------ Material provided

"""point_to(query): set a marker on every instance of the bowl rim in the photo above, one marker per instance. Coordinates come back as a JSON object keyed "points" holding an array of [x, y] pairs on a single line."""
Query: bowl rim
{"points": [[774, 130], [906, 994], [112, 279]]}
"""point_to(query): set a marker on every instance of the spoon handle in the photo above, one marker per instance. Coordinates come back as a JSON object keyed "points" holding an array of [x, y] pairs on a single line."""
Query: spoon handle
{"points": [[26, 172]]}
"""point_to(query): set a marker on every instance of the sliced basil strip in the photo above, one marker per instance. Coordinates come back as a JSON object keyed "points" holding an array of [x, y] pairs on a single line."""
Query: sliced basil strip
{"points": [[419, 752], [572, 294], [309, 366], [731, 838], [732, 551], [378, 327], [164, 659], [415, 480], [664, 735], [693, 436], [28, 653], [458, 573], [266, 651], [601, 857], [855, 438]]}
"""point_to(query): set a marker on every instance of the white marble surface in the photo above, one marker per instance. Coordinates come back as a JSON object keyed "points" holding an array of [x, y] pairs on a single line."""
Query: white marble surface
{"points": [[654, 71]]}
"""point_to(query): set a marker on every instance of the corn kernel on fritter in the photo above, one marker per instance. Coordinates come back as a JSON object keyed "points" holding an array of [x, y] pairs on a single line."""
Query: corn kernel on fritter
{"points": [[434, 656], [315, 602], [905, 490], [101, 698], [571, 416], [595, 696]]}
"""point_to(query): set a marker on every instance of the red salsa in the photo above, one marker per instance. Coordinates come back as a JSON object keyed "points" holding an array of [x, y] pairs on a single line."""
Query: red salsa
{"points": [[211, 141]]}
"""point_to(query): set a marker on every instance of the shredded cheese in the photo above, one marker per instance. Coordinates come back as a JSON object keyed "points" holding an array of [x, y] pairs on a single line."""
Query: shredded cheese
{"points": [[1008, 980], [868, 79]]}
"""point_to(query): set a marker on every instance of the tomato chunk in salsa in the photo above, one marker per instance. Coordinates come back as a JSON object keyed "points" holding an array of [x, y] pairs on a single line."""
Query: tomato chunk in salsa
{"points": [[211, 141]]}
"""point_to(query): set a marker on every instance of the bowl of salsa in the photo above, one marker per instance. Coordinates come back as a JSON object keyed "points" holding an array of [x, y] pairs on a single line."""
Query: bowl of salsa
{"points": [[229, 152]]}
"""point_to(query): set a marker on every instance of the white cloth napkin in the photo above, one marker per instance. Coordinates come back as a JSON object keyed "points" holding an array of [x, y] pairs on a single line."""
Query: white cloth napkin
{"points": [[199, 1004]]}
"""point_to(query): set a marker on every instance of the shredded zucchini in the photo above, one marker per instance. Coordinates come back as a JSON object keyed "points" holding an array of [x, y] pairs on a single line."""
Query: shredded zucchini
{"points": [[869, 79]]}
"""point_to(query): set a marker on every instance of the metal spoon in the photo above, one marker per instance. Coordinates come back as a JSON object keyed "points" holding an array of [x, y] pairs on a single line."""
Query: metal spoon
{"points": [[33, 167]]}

------------

* **What is expected**
Reproduce, exactly and with nothing added, the lines from the one that includes "Query: shredded zucchini" through the last line of the material.

* **Solution**
Query: shredded zucchini
{"points": [[869, 79]]}
"""point_to(query): set a marker on every instance of the metal spoon in the photo above, one marker per instance. Coordinates come back as a JSON object keyed "points" holding an array of [x, y] pairs on a single line."""
Query: metal spoon
{"points": [[33, 167]]}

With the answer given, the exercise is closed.